** begin MATERIALS PROVIDED **

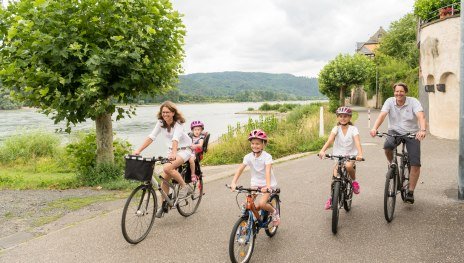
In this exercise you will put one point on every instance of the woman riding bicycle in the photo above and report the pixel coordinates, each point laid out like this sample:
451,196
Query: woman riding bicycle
345,140
262,175
170,125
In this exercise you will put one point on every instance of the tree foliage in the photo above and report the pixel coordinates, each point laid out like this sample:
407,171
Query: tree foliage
342,73
78,59
428,9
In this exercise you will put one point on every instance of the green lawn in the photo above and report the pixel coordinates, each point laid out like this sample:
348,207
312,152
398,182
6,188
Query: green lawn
20,178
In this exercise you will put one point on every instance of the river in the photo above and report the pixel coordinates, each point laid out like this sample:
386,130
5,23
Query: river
216,116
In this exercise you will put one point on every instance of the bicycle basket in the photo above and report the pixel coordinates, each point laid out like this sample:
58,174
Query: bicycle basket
138,168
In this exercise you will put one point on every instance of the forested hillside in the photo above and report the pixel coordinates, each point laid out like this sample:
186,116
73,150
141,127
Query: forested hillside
241,86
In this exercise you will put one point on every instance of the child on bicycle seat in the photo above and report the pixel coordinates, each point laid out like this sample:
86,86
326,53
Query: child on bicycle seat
345,140
198,138
262,175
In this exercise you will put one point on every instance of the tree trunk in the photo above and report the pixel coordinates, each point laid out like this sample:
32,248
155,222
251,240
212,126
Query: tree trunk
342,96
104,131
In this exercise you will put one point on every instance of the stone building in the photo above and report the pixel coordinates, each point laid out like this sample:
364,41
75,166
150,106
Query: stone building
358,95
439,91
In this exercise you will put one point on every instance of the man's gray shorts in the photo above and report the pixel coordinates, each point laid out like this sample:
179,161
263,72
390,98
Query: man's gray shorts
412,146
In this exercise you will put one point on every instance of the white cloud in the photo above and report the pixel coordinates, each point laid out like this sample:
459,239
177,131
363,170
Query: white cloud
279,36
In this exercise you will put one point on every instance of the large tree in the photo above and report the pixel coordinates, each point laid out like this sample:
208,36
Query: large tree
342,73
80,59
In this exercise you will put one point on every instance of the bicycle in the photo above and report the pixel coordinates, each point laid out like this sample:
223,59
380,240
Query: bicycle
397,177
341,188
139,211
243,235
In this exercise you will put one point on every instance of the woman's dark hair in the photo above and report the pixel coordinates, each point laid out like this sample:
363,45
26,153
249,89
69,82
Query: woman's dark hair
405,87
178,117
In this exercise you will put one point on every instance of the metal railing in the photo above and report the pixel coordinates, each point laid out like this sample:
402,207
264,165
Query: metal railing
442,12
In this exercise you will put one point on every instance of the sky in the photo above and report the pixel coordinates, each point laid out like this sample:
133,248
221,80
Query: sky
279,36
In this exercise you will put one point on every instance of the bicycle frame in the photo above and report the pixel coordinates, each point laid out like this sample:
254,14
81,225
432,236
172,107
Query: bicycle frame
253,213
171,199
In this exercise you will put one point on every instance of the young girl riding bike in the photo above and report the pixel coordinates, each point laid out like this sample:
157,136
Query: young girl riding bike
262,175
345,140
198,139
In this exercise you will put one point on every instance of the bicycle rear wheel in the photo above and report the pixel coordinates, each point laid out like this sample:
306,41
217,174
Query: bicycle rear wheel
271,229
335,206
242,241
405,179
390,195
138,215
348,196
188,206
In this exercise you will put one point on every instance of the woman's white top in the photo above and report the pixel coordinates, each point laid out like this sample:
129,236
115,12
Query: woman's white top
258,169
344,143
177,133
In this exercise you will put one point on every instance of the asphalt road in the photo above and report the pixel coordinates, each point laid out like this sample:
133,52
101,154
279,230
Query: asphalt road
431,230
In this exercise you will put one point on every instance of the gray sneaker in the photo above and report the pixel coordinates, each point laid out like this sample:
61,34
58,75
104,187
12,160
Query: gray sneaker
409,198
185,191
163,209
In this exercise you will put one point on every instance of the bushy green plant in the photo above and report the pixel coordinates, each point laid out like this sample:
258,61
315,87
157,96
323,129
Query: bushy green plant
29,145
84,147
428,9
99,174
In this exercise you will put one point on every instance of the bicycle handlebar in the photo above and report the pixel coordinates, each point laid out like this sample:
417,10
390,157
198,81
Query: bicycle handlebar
160,159
347,157
241,189
408,135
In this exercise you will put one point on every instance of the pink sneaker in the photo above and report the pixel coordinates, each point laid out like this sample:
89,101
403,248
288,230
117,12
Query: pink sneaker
356,187
194,178
276,217
328,204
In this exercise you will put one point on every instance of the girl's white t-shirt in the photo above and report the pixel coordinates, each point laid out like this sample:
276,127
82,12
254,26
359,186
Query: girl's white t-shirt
177,133
344,143
258,169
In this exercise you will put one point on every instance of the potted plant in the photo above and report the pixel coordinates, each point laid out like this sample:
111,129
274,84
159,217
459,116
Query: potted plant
446,11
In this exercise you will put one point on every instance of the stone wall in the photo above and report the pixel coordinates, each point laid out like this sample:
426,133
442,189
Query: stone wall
439,62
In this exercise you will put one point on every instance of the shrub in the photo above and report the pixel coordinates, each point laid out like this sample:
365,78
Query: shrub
428,9
101,173
82,152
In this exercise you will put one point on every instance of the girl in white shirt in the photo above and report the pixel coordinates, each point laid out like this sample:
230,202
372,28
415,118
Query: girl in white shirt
345,140
170,124
262,175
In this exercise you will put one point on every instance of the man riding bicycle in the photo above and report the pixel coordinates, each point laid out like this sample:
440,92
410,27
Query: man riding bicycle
405,115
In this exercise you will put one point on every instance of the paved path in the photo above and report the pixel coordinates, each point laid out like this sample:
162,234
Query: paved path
431,230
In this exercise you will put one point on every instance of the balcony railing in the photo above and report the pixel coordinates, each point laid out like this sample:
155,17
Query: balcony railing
443,12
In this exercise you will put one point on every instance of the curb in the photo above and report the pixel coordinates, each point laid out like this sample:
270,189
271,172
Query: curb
83,214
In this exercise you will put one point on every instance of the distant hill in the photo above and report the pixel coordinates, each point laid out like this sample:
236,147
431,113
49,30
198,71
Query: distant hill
230,84
238,86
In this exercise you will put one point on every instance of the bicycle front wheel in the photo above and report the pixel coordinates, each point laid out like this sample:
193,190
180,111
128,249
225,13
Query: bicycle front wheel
271,229
138,215
348,196
242,241
335,206
188,206
390,195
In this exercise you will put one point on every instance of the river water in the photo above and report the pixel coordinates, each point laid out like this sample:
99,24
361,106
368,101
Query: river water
216,116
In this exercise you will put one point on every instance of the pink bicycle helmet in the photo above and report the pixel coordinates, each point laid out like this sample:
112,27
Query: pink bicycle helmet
344,110
257,134
197,124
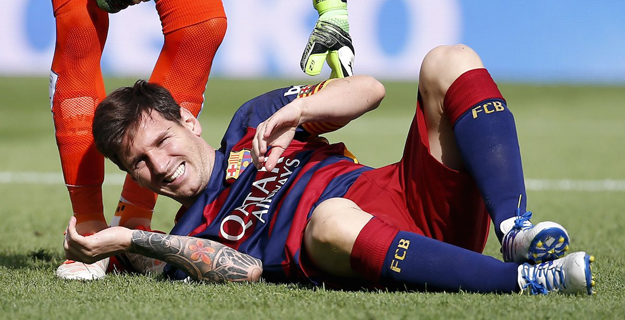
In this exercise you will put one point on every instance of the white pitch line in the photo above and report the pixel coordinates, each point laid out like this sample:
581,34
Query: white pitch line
117,179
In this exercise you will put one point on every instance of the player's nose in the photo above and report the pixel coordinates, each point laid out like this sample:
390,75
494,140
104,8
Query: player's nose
158,162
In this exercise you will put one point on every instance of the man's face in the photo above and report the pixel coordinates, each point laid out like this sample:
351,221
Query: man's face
169,158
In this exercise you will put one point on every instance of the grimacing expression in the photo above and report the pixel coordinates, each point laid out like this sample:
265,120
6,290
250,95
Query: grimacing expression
167,157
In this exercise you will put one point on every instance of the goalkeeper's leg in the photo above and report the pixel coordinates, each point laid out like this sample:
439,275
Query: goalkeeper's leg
193,31
76,87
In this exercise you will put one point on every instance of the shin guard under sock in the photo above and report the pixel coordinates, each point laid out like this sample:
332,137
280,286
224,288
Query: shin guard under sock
417,261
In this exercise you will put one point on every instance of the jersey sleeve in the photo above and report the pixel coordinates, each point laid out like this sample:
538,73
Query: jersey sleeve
259,109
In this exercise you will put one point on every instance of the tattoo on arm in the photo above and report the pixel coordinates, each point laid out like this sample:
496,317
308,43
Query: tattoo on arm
202,259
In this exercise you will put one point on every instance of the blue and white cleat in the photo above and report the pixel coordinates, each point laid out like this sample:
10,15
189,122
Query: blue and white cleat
526,242
569,275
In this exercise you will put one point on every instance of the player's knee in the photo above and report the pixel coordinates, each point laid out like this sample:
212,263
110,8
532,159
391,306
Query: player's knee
444,64
324,227
331,234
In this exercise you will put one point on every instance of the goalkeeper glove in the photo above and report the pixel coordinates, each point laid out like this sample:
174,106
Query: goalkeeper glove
114,6
329,41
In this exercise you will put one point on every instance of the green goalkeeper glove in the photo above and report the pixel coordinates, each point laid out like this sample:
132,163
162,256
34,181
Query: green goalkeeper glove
329,41
114,6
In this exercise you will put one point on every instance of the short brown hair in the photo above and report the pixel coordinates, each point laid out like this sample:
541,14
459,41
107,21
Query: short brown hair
120,114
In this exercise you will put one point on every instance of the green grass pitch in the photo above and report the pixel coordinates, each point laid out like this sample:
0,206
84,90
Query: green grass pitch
572,142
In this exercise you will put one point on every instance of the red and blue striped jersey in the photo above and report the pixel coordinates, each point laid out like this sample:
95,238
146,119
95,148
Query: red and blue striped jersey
264,213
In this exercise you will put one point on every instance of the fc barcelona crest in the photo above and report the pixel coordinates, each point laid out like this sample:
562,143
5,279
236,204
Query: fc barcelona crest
238,161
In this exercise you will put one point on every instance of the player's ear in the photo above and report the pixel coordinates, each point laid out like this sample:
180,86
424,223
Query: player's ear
190,121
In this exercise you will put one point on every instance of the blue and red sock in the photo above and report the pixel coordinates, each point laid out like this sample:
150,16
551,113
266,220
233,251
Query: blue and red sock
486,137
385,255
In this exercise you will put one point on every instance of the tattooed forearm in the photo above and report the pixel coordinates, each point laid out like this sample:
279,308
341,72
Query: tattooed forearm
202,259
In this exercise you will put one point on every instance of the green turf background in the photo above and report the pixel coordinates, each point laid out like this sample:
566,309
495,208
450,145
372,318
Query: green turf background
568,132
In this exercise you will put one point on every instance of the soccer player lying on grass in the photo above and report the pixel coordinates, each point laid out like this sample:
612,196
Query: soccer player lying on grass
306,211
192,32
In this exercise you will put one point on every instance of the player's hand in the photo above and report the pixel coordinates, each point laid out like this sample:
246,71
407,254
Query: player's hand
276,133
114,6
330,41
98,246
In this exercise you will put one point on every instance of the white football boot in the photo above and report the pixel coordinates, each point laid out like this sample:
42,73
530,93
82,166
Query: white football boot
525,242
570,275
74,270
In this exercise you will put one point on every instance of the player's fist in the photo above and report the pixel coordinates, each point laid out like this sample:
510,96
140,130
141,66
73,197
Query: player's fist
114,6
329,41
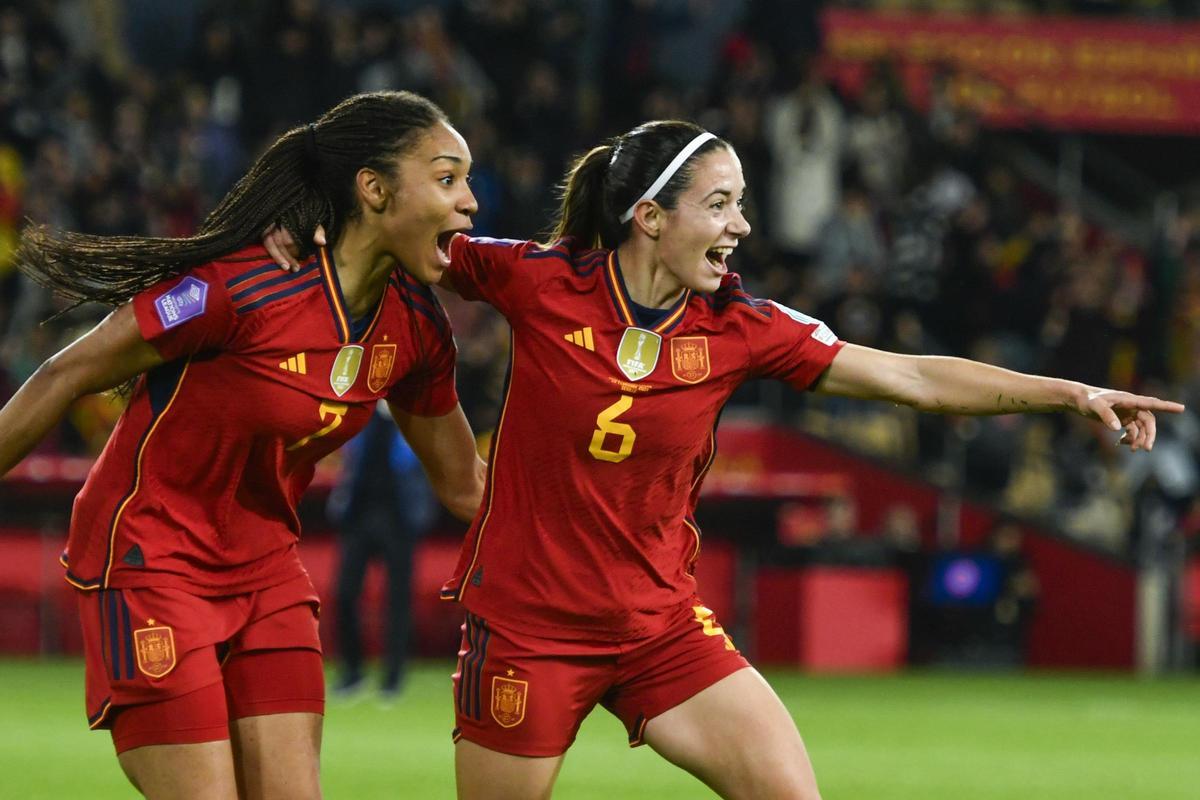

** end MATERIALS PROVIDED **

* [WRITTEN TASK]
Copy the records word for word from the line containing "the white football" through the end of the records, and leave out the pictures.

* [ANSWER TO THIS TASK]
In this exercise you will put one point on every instance of the white football boot in the photo above and report the pixel coordinates, each point laid out like this sample:
42,73
530,93
82,166
Query: white football boot
525,242
570,275
74,270
In this exercise you will put one point on every instance of the player's fist in the photo above and report the pixel coordinates, each point laid out like this sample:
510,96
140,130
141,66
73,197
Query: player's fist
114,6
329,41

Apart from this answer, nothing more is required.